__TEXTO PROPORCIONADO__:
Los Grateful Dead nacieron en 1965 como una anomalía cósmica en Palo Alto, California. Hijos bastardos del ácido, del jazz, del bluegrass y de la literatura beat. Más que una banda: un colectivo mutante formado por: Bob Weir en la voz y guitarra, Ron "Pigpen" en los teclados y coros, Phil Lesh en el bajo, Bill Kreutzmann en la batería, Mikey Hart en las percusiones y dirigido por Jerry Garcia, voz principal y el rey de los solos eternos de guitarra. Tocaban sin mapas. Improvisaban hasta desaparecer. Cada concierto era único, irrepetible, sagrado. Una ceremonia donde el tiempo se disolvía y los fans—los Deadheads—se convertía en una especie de tribu nómada, viajando de ciudad en ciudad para perseguir la eternidad.
Los Dead permitieron que los fans grabaran los shows. ¡Grábalos, compártelos, regrésalos al mundo! Su música no era mercancía: era un organismo vivo que se retroalimentaba de su propia comunidad. Su legado, una biblia hecha de jams infinitos y grabaciones caseras.

Y luego vino el silencio. Jerry murió en el '95. Pero en 2015, la criatura resucitó con otro nombre: Dead & Company. Una mezcla de lo viejo con lo improbable. Bob Weir y Mickey Hart —los veteranos— se unieron a Oteil Burbridge, Jeff Chimenti… y a John Mayer. Sí, ese John Mayer. El guitarrista del pop. El rompecorazones de baladas. ¿Qué hacía ahí? Aprendía. Amaba. Se transformaba. Y para sorpresa de todos, funcionó. El tipo se volvió un Deadhead de hueso y jam. Se convirtió en un puente entre generaciones. No imitó a Jerry. Lo invocó con respeto.

__CONSIGNAS DEL EJERCICIO__:
[a] Según el texto sobre los Grateful Dead, ¿en qué año y en qué lugar nació la banda?
[b] Indica si cada enunciado concuerda con el texto sobre los Grateful Dead y cita las palabras del texto que lo demuestran: (i) Los Dead prohibían que los fans grabaran los conciertos. (ii) Jerry murió en 1995. (iii) John Mayer imitó a Jerry.
[c] Continúa el texto sobre los Grateful Dead con un párrafo que arranque justo después de su última oración.
El material que aparece a continuación es independiente del texto.

__DATOS__:
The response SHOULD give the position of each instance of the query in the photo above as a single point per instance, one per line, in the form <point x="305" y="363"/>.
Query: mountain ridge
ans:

__RESPUESTAS DEL EJERCICIO__:
[a] En 1965, en Palo Alto, California.

[b]
(i) No: «Los Dead permitieron que los fans grabaran los shows.»
(ii) Sí: «Jerry murió en el '95.»
(iii) No: «No imitó a Jerry. Lo invocó con respeto.»

[c]
Diez años después, Dead & Company no es un tributo: es una evolución. Llenan estadios, encabezan las giras más lucrativas del país sin un solo hit radial. Ni coreografías. Ni fuegos artificiales. Solo música pura, improvisada, viva.
Pero antes del show… Shakedown Street.
The Sphere, una pelota de ciencia ficción que vomita luces y consume almas. Llegó el día del último show: sábado 17 de mayo. Despertamos temprano, nuestra primera parada fue la tienda pop-up en el Venetian. Pósters conmemorativos, merch que huele a nostalgia. Hicimos fila durante una eternidad. Cuando por fin llegamos para comprar los pósters que queríamos… se acabaron. Dos personas antes que nosotros. Se sintió como perder una batalla importante en una guerra psicodélica. Pero igual compramos otras reliquias. El espíritu seguía vivo.

Luego: Shakedown Street. El mercado alternativo de los iluminados. En el estacionamiento del hotel Tuscany, se erguía un carnaval de arte callejero, pines, camisetas hechas a mano, posters ilegales, cintas de shows antiguos y olor a marihuana envuelto en incienso barato. Compré una grabación en cassette que grabó un fan de un concierto de Grateful Dead en MSG del '89. Porque claro que sí.

Y después... The Sphere.
El puente que conecta el Venetian con el domo era una pasarela hacia otra dimensión. Vi gente con un dedo alzado buscando boletos, como si eso pudiera invocar milagros.

El vestíbulo era una nave espacial comandada por fantasmas hippies. Subimos a la sección 405. Último piso. Casi tocábamos el cielo. Dos cervezas, 42 dólares. La resaca empezó antes del show.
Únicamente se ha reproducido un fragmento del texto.